| WHAT IS NEEDED |
List every named member of the Golden Age Jesus Society of America given in the text about Marshal Law below.

| STUDY TEXT |
      • Law came out of the procedure with moderately superhuman strength, speed & durability as well as a low level Healing Factor. Due to his opinion on supers he's not big on bragging about it... but it is mentioned in his narration.
  • Beware the Superman
  • Body Horror: At virtually every opportunity.
  • The Big Guy:Kiloton.
  • Captain Ersatz: Public Spirit (Superman), Private Eye (Batman) and The Persecutor (The Punisher) all appear, but in a twisted fashion, emphasizing the sadistic or tragic aspects of the characters.
    • Later we are introduced to the Golden Age Jesus Society of America (JSA), the predecessor to the Jesus League of America, featuring Public Spirit (here being more like Captain America), Private Dick (Bucky/Robin), Miss Victory (Wonder Woman), Tomcat (Wildcat), the Blue Battery (Green Lantern), the Lightning Streaker (The Flash), Hyperman (Hourman), G-Man (Starman), and a bunch of other nameless ones. And where the more modern heroes are Darker and Edgier, these guys are incompetent, condescending, and anything but heroic.
    • Similarly, the League of Heroes (The Legion of Super Heroes).
  • Catch Phrase: "I'm a Hero Hunter. I hunt heroes. Haven't found any yet."
  • Character Filibuster: the excerpt from Lynn's thesis on the evil of her universe's "heroes", which is also a metafictional denunciation of the superhero genre, laid in as text boxes over the climactic fight between Law and the Public Spirit at the end of the original "Fear and Loathing" story.
  • Crossover: Marshal Law has had a couple of these, mainly with Savage Dragon. He has also met The Mask and the main Cenobite from Hellraiser.

| DATA PROVIDED |
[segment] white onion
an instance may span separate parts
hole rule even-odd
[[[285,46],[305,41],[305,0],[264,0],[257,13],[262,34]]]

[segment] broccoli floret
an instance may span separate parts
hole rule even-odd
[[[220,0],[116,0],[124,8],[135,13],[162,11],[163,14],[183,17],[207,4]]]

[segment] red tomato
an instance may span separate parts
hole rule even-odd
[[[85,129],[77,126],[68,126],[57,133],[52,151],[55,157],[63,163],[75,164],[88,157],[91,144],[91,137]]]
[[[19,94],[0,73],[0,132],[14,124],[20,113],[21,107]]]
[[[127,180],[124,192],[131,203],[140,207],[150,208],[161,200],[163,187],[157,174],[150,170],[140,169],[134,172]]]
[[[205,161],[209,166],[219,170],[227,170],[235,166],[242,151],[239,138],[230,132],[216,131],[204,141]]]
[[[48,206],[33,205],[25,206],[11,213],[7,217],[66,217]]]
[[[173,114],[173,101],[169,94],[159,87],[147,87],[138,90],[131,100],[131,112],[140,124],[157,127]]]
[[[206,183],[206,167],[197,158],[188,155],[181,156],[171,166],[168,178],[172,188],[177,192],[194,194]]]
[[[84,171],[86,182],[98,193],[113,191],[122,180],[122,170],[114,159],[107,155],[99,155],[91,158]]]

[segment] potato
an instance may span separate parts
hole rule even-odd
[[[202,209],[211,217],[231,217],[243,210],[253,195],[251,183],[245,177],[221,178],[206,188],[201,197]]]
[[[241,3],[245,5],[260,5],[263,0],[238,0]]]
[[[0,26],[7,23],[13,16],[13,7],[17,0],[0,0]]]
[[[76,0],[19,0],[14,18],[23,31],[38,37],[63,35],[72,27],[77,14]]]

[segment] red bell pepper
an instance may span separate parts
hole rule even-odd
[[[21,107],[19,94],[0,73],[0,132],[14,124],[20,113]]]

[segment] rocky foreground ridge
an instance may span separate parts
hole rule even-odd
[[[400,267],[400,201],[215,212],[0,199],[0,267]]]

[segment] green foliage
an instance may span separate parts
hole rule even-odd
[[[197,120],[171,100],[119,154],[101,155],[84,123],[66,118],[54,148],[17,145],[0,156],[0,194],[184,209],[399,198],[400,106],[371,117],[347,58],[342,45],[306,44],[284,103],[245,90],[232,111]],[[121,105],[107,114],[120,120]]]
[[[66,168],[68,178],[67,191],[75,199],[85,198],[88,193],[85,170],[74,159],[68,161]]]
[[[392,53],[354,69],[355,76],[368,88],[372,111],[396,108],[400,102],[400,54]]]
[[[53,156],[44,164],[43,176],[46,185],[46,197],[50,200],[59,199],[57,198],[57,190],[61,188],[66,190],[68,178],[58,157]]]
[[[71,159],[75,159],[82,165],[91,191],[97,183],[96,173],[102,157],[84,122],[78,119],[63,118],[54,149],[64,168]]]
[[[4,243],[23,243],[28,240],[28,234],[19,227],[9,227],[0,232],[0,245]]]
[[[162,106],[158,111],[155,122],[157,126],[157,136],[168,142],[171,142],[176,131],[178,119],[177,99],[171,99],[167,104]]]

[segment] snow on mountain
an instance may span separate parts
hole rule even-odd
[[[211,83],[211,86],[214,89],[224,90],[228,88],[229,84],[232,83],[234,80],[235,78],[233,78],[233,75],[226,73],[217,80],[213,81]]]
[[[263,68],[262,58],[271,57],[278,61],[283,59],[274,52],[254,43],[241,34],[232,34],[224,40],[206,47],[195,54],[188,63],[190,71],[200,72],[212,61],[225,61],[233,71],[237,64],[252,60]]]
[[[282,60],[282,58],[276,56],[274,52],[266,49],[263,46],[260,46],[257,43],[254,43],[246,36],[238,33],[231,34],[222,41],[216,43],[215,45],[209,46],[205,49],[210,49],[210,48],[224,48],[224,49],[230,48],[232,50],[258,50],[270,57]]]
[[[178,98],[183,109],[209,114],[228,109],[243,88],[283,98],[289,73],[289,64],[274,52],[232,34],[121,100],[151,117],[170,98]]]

| EXPECTED OUTPUT |
Public Spirit, Private Dick, Miss Victory, Tomcat, the Blue Battery, the Lightning Streaker, Hyperman, G-Man